• Written instruction 1:
Transcribe the part of the passage on the Miracle Club starting at "The Miracle Club was" and ending at "all from mysticism?".
• Written instruction 2:
Answer these questions using the passage on the Miracle Club:
(a) In what city and in what period did the Miracle Club come together?
(b) In what year was the Theosophical Society founded?
(c) What does the passage say can be loosely traced to the Theosophical Society's influence?
• Written instruction 3:
Sum up the passage on the Miracle Club in two sentences.

• Page:
-- Begin --
The Miracle Club was the name of a salon of occult seekers who came together in New York City in the mid-1870s to explore esoteric questions. The group itself was short-lived, but formed the basis for the larger and more influential Theosophical Society, whose founding in 1875 revived interest in occult ideas throughout America, Europe, India, and other parts of the world. Everything that we now call New Age, and the entire alternative spiritual scene across the globe, can be loosely traced to the influence of the Theosophical Society. I wanted to honor, and reignite, the ethic of radical inquiry possessed by the early founders of the Miracle Club.
Is this the same teaching we see in a lot of metaphysical bookstores? Does it depart at all from mysticism?
-- End --
Records held in a dataset:
-- Begin --
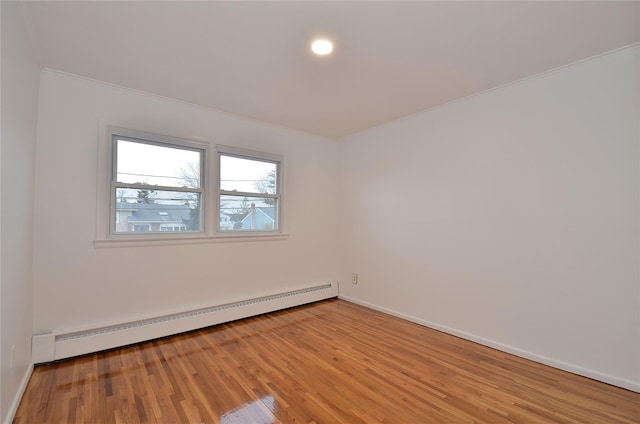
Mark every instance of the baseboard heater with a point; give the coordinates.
(54, 346)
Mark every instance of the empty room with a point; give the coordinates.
(320, 212)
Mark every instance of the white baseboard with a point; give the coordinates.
(18, 396)
(66, 344)
(575, 369)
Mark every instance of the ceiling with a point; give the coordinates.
(390, 59)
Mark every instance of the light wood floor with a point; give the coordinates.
(329, 362)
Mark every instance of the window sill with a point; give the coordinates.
(156, 241)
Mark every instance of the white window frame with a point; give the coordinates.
(105, 236)
(114, 134)
(278, 160)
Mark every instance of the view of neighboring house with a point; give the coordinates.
(134, 217)
(137, 217)
(259, 218)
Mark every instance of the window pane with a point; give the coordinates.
(239, 213)
(157, 165)
(156, 211)
(247, 175)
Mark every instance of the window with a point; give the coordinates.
(158, 190)
(157, 185)
(249, 191)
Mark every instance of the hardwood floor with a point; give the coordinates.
(329, 362)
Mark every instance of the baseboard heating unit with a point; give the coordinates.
(53, 346)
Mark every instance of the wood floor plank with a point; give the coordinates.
(328, 362)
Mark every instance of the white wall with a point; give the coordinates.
(510, 218)
(79, 285)
(20, 76)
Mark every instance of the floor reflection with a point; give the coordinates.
(259, 412)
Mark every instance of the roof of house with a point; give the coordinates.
(153, 212)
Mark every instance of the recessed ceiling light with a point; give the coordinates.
(322, 47)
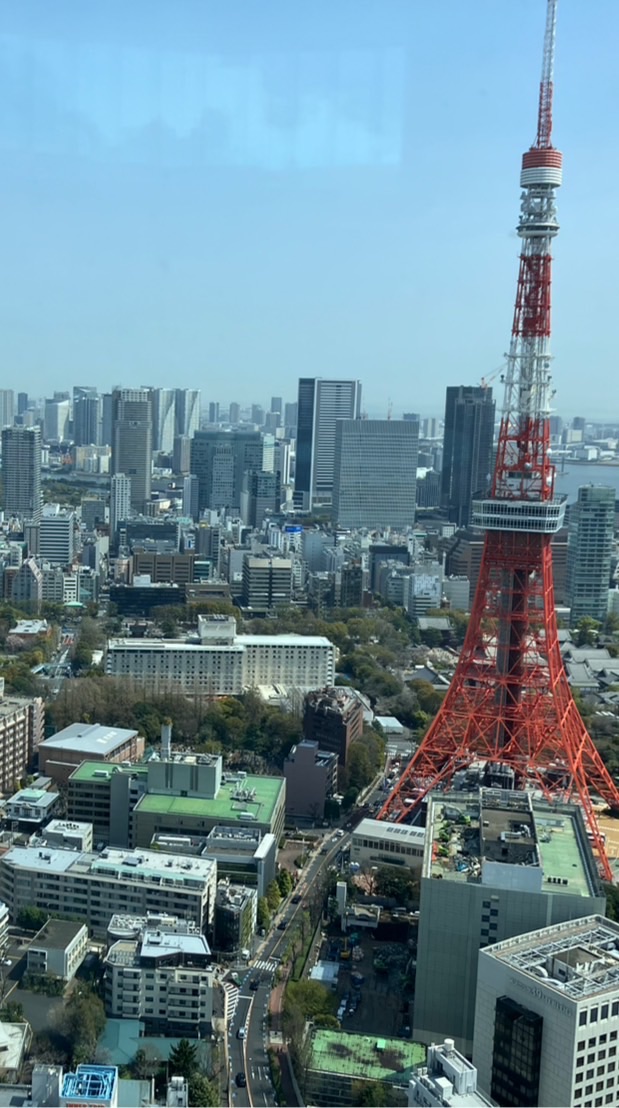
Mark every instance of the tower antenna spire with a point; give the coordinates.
(509, 716)
(545, 109)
-- End --
• Final answer 1:
The Miracle Club was the name of a salon of occult seekers who came together in New York City in the mid-1870s to explore esoteric questions. The group itself was short-lived, but formed the basis for the larger and more influential Theosophical Society, whose founding in 1875 revived interest in occult ideas throughout America, Europe, India, and other parts of the world. Everything that we now call New Age, and the entire alternative spiritual scene across the globe, can be loosely traced to the influence of the Theosophical Society. I wanted to honor, and reignite, the ethic of radical inquiry possessed by the early founders of the Miracle Club.
Is this the same teaching we see in a lot of metaphysical bookstores? Does it depart at all from mysticism?

• Final answer 2:
(a) New York City, in the mid-1870s.
(b) 1875.
(c) Everything now called New Age, and the entire alternative spiritual scene across the globe.

• Final answer 3:
The Miracle Club was a short-lived salon of occult seekers in 1870s New York. It formed the basis for the Theosophical Society, whose founding in 1875 revived interest in occult ideas worldwide and to which New Age and alternative spirituality can be loosely traced.